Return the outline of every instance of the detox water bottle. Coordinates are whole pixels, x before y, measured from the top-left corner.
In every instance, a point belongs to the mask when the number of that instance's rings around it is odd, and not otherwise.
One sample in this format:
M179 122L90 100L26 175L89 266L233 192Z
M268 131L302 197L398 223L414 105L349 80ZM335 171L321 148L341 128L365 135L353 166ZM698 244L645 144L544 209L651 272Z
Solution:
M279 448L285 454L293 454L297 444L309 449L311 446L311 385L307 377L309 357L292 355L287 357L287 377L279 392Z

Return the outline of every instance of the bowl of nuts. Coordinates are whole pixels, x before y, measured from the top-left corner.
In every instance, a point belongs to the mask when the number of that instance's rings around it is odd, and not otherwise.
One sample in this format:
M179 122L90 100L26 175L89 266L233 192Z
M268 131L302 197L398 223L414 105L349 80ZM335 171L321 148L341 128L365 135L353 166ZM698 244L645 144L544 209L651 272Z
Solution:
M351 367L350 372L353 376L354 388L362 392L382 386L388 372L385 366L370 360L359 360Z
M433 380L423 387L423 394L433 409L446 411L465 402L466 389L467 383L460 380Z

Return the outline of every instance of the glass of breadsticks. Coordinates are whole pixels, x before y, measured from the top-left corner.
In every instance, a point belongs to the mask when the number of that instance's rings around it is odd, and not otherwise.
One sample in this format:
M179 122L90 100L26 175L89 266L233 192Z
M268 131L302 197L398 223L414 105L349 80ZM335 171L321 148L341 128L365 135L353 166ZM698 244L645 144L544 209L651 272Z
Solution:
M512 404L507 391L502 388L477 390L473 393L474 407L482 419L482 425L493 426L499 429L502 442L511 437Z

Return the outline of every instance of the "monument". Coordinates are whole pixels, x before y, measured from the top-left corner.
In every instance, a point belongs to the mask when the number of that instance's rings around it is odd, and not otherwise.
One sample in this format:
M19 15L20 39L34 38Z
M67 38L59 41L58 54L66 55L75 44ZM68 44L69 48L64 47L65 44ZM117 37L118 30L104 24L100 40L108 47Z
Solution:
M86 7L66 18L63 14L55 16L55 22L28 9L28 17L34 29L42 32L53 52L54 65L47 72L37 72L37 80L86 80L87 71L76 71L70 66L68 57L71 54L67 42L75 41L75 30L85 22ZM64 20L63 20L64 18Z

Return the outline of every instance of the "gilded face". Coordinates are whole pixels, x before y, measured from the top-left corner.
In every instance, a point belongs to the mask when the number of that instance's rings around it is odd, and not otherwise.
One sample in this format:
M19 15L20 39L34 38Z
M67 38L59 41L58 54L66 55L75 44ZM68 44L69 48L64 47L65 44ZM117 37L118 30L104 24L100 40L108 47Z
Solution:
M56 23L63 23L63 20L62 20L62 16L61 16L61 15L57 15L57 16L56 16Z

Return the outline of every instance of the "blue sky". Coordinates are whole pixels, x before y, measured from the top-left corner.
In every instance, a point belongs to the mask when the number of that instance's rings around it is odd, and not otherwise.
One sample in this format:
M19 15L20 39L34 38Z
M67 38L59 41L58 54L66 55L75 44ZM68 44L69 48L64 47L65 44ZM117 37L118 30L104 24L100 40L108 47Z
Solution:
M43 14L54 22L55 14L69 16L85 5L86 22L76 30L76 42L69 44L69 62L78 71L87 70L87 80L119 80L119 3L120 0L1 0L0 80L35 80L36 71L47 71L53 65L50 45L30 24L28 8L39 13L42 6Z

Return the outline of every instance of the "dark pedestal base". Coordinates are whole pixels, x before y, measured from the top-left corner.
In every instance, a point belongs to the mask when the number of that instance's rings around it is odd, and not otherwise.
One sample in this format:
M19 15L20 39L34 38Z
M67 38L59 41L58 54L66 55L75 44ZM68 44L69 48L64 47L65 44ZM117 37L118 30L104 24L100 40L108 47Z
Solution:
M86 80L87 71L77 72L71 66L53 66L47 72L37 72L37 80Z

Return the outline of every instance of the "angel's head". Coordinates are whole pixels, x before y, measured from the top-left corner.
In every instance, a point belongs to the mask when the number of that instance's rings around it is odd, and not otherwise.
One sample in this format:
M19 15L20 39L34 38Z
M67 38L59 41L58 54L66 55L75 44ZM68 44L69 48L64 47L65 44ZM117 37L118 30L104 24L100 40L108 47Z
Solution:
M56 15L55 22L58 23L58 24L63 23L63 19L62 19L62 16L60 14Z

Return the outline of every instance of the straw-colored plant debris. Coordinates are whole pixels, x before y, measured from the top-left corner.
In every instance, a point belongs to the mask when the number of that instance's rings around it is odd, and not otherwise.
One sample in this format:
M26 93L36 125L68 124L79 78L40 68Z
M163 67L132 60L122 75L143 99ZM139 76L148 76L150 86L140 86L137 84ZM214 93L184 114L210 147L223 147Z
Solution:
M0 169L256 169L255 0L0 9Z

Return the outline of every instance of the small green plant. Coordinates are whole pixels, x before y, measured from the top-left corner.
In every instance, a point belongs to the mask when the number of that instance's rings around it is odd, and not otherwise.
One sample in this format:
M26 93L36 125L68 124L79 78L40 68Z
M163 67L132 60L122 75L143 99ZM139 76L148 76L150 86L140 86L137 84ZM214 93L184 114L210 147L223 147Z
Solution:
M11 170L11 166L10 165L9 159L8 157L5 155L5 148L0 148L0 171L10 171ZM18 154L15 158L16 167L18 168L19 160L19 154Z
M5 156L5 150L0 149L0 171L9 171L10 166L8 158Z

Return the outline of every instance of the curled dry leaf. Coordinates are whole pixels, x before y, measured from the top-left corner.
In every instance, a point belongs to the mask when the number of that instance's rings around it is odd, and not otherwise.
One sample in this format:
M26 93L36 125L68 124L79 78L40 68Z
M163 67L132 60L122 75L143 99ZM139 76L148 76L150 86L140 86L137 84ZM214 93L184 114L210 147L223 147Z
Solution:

______________________________

Starting at the line that contains "Return the outline of every instance of the small", output each remaining line of the listing, the last line included, exactly as it appears.

> **SOLUTION FOR THIS EXERCISE**:
Return the outline of every instance of the small green plant. Coordinates are whole pixels, x before y, measured from the top-left corner.
In every instance, a point belongs to the mask when the number of that instance's rings around it is odd, and not otherwise.
One sample in this format:
M26 93L36 125L68 124L79 78L40 68Z
M163 67L132 60L122 75L143 99ZM139 76L148 76L150 86L140 86L137 84ZM214 93L184 114L210 147L223 147Z
Solution:
M11 170L11 166L10 165L9 159L8 157L5 155L5 148L0 148L0 171L10 171ZM18 154L15 158L16 167L18 168L19 160L19 154Z
M5 156L5 150L0 149L0 171L9 171L10 166L8 158Z

Return the outline of every instance of the curled dry leaf. Coordinates are whole pixels, x before y, measured from the top-left corner.
In every instance, a point belongs to the mask when the number of that instance's rings around it is odd, and not otherwise.
One sample in this format:
M26 93L36 125L68 124L79 78L40 68Z
M163 67L132 60L122 75L143 99ZM139 76L148 76L150 86L140 86L137 84ZM214 93L184 114L210 147L223 147Z
Solution:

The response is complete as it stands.